[Objectif]:
Imprimez en entier et sans la moindre modification l'extrait ci-dessous sur l'offensive russe en Ukraine.

[Extrait]:
Environ 140.000 militaires russes (sur les 180.000 déployés autour de l’Ukraine) renforcés par 2.000 à 5.000 miliciens tchétchènes, peut-être des Daghestanais et la 38è brigade d’assaut par air biélorusse poursuivent quatre offensives destinées à faire tomber le pouvoir politique à Kiev et à couper les forces ukrainiennes en deux pour ensuite les réduire.

La Russie a annoncé le 27 février avoir obtenu la suprématie aérienne (il est vrai que plus aucun avion ukrainien ne prend l’air) mais les défenses sol-air légères entravent les vols à basse altitude et les forces aérospatiales présentent des défauts majeurs de coordination qui entraînent une relative inefficacité sur le terrain. Elles ne parviennent pas à assurer le soutien air-sol qui conditionne le succès d’opérations offensives.

De leur côté, les forces ukrainiennes qui avaient été prévenues à l’avance de la date d’invasion par les services de renseignement ont eu le temps de desserrer un certain nombre d’unités et de matériels. Les bombardements initiaux n’ont donc pas eu l’efficacité espérée. Les forces ukrainiennes livrent actuellement des combats défensifs des agglomérations et harcèlent l’adversaire qui adopte une posture quasi statique peu protégée (la fameuse « colonne de chars » de 60 km au nord de Kiev relève plus d’un embouteillage géant que d’une savante manœuvre de blindés.

Des pertes sérieuses sont infligée à l’envahisseur lors d’embuscades au cours desquelles des missiles anti-chars Javelin et NLAW fournis par l’Occident montrent leur efficacité et en mettant en œuvre les drones Bayraktar TB-2 fournis par la Turquie. Les Ukrainiens continuent à délivrer des feux d’artillerie parfois en les guidant avec des drones d’observation civils.

[Jeu de données]:
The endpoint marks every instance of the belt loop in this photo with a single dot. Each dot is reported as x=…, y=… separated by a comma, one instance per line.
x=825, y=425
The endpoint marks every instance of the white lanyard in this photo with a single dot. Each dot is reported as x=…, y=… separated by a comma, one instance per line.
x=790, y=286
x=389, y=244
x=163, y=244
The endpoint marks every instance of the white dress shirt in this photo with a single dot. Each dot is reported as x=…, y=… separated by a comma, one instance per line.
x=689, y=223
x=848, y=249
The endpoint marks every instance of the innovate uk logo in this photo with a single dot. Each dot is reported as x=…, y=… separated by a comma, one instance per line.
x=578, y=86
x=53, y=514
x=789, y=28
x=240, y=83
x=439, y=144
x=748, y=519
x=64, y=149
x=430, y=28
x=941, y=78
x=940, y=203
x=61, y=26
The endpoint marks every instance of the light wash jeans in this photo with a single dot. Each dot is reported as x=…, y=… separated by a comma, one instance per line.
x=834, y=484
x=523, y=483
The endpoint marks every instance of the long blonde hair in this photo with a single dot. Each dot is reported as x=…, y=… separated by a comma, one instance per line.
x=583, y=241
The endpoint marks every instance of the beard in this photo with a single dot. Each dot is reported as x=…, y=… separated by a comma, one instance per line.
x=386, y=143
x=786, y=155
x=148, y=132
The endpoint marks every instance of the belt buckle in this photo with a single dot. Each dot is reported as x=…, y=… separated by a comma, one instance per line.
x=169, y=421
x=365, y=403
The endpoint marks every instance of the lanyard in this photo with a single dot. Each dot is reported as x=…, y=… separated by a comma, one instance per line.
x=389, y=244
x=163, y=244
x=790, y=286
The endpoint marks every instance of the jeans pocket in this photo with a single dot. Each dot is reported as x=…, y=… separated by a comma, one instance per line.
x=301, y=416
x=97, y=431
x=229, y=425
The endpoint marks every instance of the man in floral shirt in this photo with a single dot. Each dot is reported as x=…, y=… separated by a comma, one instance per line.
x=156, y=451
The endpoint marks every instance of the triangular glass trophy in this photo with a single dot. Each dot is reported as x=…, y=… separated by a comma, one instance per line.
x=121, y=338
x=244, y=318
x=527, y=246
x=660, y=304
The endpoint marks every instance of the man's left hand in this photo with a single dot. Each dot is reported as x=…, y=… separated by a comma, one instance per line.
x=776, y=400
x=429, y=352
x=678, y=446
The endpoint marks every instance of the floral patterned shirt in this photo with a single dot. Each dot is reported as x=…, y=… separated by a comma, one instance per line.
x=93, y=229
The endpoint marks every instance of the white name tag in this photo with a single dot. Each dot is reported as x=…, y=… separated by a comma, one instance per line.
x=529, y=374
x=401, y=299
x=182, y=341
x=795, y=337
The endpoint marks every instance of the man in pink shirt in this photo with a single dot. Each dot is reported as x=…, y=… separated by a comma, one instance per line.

[Résultat obtenu]:
Environ 140.000 militaires russes (sur les 180.000 déployés autour de l’Ukraine) renforcés par 2.000 à 5.000 miliciens tchétchènes, peut-être des Daghestanais et la 38è brigade d’assaut par air biélorusse poursuivent quatre offensives destinées à faire tomber le pouvoir politique à Kiev et à couper les forces ukrainiennes en deux pour ensuite les réduire.

La Russie a annoncé le 27 février avoir obtenu la suprématie aérienne (il est vrai que plus aucun avion ukrainien ne prend l’air) mais les défenses sol-air légères entravent les vols à basse altitude et les forces aérospatiales présentent des défauts majeurs de coordination qui entraînent une relative inefficacité sur le terrain. Elles ne parviennent pas à assurer le soutien air-sol qui conditionne le succès d’opérations offensives.

De leur côté, les forces ukrainiennes qui avaient été prévenues à l’avance de la date d’invasion par les services de renseignement ont eu le temps de desserrer un certain nombre d’unités et de matériels. Les bombardements initiaux n’ont donc pas eu l’efficacité espérée. Les forces ukrainiennes livrent actuellement des combats défensifs des agglomérations et harcèlent l’adversaire qui adopte une posture quasi statique peu protégée (la fameuse « colonne de chars » de 60 km au nord de Kiev relève plus d’un embouteillage géant que d’une savante manœuvre de blindés.

Des pertes sérieuses sont infligée à l’envahisseur lors d’embuscades au cours desquelles des missiles anti-chars Javelin et NLAW fournis par l’Occident montrent leur efficacité et en mettant en œuvre les drones Bayraktar TB-2 fournis par la Turquie. Les Ukrainiens continuent à délivrer des feux d’artillerie parfois en les guidant avec des drones d’observation civils.